▸ **PROMPT**:
Would you write out the whole listing below exactly as given?

▸ **DATA EXTRACT**:
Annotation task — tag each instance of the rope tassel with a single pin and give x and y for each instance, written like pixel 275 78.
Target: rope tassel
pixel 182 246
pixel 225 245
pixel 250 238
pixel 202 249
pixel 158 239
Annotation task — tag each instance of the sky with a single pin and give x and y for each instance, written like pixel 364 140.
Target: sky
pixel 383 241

▸ **RESULT OF THIS TASK**:
Annotation task — tag each instance of the rope tassel with a single pin and give x and y for each instance, written like pixel 275 78.
Target: rope tassel
pixel 182 246
pixel 225 245
pixel 250 238
pixel 202 249
pixel 158 239
Annotation task — tag each instance of the sky with a single pin and give x and y for each instance, written like pixel 364 140.
Target: sky
pixel 383 241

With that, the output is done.